--- Start of Information shown ---
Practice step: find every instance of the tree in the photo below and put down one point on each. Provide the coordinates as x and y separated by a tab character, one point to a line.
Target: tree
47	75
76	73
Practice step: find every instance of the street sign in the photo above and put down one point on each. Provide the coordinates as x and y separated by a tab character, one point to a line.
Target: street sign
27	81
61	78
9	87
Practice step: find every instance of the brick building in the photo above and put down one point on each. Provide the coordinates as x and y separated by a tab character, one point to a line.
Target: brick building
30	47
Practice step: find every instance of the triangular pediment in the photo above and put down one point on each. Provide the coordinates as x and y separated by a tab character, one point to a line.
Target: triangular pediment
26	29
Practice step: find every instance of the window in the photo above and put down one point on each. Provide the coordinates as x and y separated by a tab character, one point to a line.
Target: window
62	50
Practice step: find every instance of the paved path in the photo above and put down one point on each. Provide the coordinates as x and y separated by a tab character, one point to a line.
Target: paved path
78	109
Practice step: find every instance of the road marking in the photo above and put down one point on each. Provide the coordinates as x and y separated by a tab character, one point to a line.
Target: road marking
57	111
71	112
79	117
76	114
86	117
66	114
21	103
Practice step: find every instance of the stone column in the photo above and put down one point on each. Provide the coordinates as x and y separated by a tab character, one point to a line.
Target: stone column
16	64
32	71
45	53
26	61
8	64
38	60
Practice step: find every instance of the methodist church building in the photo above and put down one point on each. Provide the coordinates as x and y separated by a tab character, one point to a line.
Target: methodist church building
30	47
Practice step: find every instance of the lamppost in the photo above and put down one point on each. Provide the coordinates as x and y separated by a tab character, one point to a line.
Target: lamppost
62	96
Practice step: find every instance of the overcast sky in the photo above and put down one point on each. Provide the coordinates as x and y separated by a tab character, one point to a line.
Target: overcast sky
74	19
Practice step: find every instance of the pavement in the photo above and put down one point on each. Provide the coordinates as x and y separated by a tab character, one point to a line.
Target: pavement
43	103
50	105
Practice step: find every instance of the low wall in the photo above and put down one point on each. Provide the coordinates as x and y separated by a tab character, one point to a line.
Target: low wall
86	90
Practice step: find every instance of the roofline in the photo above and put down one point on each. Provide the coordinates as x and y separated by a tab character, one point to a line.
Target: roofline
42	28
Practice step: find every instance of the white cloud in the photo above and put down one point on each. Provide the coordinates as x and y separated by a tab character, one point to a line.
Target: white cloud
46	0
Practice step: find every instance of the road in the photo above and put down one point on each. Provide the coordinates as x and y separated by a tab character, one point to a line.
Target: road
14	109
--- End of Information shown ---
§ Exercise objective: Starting at the line that contains "Practice step: find every instance of the roofline", output each remaining line of the listing, the last line included, exactly as it appears.

§ Expected output:
Practice step: find every instance of the roofline in the photo above and put down one point on each. Provide the coordinates as x and y separated by a tab character, one point to a line.
Target: roofline
42	28
Practice step: find every instance of the white cloud in the photo above and put down one point on each. Provide the coordinates as x and y separated by a tab character, one point to a line.
Target: white cloud
46	0
Practice step: find every instance of the road in the photo above and put down one point on each. Provide the coordinates as x and y separated by a tab character, one point to a line.
Target: road
14	109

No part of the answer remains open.